Exercise objective
Output the lines of the material below as a JSON list of strings, one string per line with blank lines omitted, starting at the line that contains "Exercise. Locate the shadow" and ending at the final line of the material.

Entries for labeling object positions
——————
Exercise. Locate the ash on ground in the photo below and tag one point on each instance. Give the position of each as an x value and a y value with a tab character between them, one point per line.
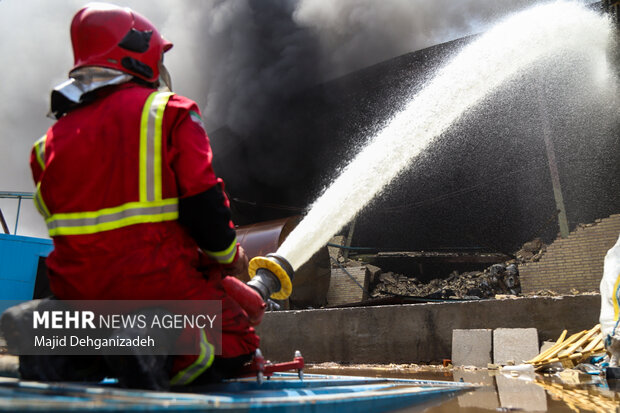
497	280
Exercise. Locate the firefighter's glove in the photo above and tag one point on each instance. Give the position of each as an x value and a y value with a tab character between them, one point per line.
239	267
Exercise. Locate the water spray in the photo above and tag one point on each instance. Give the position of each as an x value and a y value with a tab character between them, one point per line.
493	59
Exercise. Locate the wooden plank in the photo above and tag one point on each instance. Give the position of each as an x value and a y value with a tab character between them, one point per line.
551	356
580	342
550	350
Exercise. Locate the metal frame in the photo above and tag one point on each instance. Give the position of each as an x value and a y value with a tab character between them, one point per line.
14	195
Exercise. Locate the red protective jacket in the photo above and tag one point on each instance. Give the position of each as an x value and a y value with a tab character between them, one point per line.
110	177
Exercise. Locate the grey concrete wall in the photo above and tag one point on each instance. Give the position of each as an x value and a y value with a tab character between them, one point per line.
415	332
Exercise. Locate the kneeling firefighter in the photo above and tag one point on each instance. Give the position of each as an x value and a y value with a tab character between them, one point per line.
125	183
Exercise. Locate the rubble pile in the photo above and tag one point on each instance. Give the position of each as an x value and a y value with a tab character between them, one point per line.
498	279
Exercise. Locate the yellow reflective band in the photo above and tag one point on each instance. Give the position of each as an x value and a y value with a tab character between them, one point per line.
79	223
151	146
616	297
226	256
160	103
144	122
39	150
204	361
39	203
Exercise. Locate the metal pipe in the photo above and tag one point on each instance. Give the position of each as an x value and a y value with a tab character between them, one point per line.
19	206
553	165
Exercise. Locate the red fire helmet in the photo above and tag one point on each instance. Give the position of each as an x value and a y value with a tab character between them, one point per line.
107	35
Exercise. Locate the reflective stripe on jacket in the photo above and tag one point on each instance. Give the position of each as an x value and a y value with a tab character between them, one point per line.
150	207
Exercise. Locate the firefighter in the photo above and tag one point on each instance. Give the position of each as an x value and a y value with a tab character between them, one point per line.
610	304
124	180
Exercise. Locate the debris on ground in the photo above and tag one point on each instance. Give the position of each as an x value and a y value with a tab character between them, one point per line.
569	352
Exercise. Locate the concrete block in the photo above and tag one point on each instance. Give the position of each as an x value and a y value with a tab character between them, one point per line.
546	345
514	344
471	347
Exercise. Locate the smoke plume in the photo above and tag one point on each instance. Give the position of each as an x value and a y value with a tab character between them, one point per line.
238	59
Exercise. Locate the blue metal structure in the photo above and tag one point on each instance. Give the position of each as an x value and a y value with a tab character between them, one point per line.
19	260
284	393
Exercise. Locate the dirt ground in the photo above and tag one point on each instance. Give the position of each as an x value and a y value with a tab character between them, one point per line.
497	390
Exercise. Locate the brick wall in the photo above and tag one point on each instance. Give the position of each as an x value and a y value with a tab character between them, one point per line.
575	261
342	289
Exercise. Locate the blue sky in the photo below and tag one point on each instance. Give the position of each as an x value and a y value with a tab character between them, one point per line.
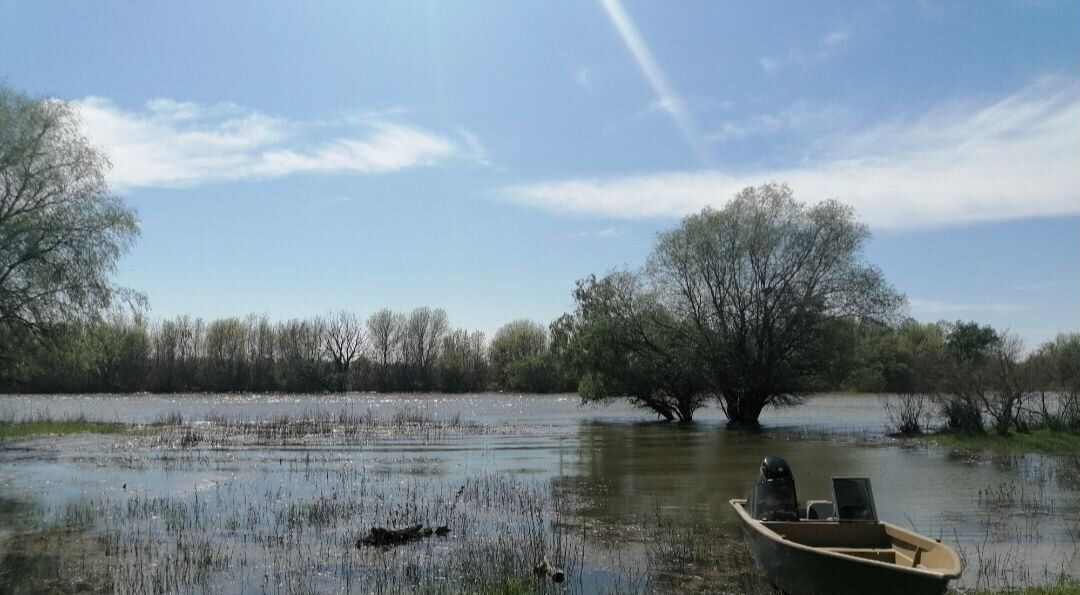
480	157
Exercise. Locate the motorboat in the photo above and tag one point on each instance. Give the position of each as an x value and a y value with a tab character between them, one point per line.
839	545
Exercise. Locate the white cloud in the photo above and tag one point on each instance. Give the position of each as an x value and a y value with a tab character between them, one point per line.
667	98
583	79
931	307
476	150
828	44
604	233
835	39
1014	158
174	144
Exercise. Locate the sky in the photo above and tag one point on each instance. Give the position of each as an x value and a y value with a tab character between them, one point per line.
296	158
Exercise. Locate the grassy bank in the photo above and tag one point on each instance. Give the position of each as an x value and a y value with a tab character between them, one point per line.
45	427
1049	442
1067	589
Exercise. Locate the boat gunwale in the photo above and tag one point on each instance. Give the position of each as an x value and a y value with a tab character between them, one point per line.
740	505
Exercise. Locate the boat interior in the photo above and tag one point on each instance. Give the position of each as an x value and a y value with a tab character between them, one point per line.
875	541
846	525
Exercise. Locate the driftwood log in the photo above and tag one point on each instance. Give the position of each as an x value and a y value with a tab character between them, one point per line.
544	568
381	536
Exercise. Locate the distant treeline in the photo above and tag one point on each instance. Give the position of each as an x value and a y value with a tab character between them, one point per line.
419	351
388	351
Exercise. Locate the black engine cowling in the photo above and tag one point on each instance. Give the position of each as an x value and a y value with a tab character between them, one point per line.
773	496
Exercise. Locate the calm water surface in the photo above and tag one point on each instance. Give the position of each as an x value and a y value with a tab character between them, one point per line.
1020	512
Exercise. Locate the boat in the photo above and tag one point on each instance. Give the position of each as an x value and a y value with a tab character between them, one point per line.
838	546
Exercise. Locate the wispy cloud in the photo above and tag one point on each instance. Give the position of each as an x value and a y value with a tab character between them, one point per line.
583	78
1047	286
831	43
476	149
931	307
1010	159
605	232
667	98
175	144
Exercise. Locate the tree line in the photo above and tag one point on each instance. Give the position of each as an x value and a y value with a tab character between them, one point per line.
750	306
970	378
340	351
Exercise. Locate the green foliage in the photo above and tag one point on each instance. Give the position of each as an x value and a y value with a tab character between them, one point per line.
624	343
22	429
62	230
753	302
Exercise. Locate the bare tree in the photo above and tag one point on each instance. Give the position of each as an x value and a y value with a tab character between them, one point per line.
383	334
342	339
423	335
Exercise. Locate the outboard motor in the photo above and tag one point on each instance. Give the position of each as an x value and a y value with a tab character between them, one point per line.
773	496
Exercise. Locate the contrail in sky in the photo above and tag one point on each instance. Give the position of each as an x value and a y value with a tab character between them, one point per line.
669	99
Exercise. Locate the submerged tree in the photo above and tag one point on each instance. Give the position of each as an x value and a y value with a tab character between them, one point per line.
62	230
752	303
626	345
763	283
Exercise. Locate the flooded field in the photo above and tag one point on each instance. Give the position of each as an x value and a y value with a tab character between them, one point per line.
243	494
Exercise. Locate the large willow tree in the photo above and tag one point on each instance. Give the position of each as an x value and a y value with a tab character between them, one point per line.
62	229
766	285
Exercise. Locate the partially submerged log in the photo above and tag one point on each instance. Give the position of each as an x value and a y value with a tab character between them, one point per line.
544	568
381	536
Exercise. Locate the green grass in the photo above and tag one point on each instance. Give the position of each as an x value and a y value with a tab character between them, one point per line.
1066	589
22	429
1037	441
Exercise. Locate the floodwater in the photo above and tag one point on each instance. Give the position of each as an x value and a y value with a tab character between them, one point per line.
1014	518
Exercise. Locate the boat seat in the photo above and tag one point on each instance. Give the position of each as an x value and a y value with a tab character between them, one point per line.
820	510
880	554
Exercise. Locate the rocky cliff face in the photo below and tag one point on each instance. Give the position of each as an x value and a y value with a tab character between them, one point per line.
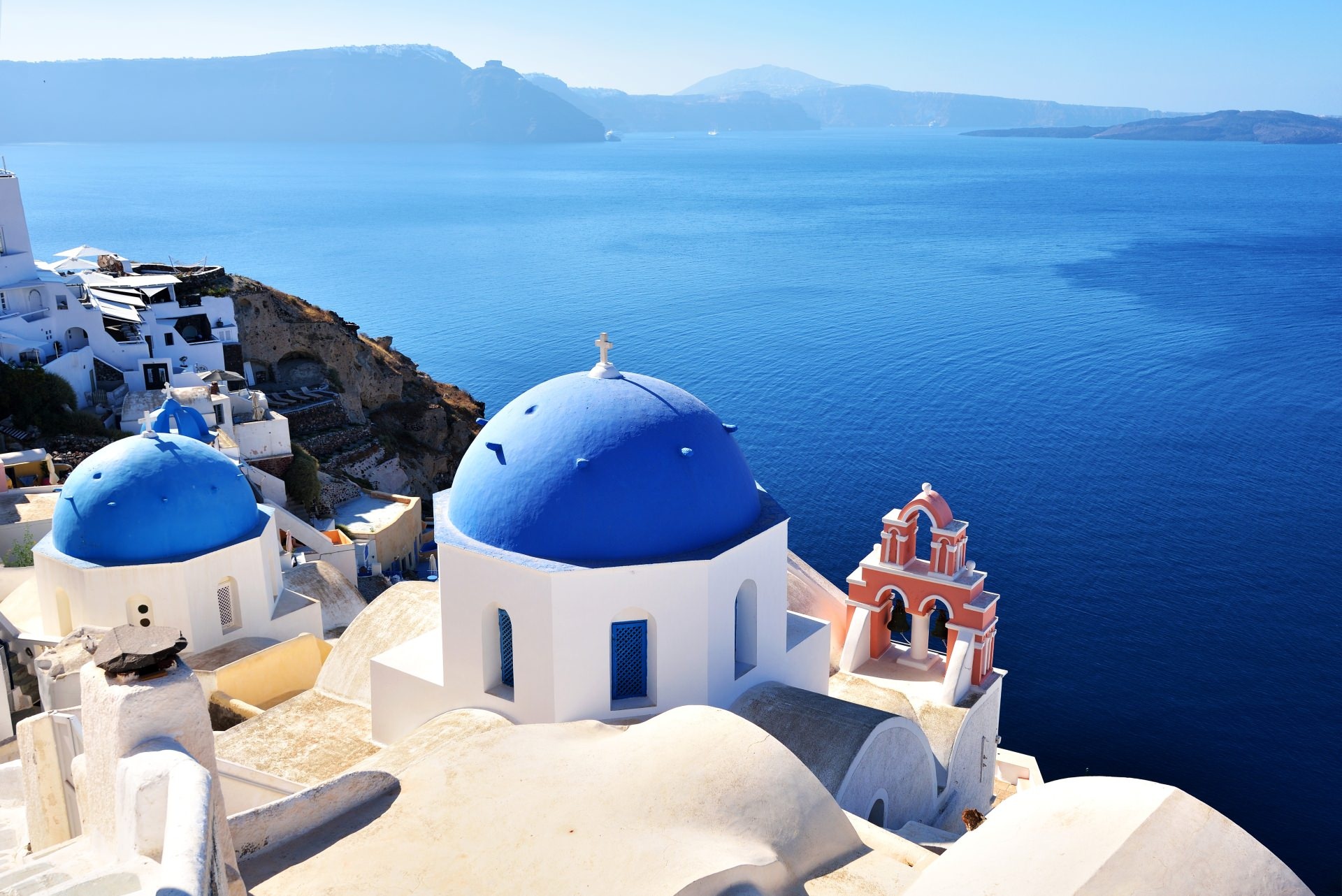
394	427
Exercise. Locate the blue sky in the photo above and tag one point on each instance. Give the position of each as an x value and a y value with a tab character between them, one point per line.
1187	57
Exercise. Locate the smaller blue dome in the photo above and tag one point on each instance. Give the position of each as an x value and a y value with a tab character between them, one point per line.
603	470
153	499
187	420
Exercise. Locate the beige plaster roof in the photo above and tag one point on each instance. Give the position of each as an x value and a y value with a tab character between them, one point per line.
1099	836
27	509
325	731
691	796
369	514
305	739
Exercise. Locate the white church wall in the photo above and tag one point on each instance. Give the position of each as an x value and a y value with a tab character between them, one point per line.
972	766
897	766
262	438
407	687
807	663
472	586
674	600
183	595
761	561
74	368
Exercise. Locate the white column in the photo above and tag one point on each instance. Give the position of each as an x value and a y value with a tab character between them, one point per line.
918	636
917	655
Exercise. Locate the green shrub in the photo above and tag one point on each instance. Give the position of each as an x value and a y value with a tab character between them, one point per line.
20	553
301	482
34	398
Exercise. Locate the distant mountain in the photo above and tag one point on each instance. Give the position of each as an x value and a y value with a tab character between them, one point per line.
1228	125
399	93
624	112
774	81
875	106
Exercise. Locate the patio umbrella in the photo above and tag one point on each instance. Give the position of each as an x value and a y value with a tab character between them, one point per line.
220	376
81	251
73	265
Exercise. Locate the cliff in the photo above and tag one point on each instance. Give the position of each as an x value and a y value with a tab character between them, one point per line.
875	106
1229	125
392	427
741	110
396	93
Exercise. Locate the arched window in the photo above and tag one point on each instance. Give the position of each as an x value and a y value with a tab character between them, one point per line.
230	620
505	648
628	660
746	628
497	652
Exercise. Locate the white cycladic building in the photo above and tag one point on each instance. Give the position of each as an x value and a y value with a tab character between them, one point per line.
161	529
604	553
97	328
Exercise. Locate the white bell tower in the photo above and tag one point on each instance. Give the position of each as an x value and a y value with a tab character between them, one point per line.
15	250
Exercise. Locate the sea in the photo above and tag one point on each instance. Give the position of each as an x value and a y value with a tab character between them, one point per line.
1120	361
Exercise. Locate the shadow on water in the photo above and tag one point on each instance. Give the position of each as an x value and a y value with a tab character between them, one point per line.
1228	281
——————
Answer to this problem
[
  "Exercise. Locate the shadow on water in the photo above and tag one point on each instance. Give the position of each as an x value and a y value with a tab character between them, one point per line.",
  "1228\t281"
]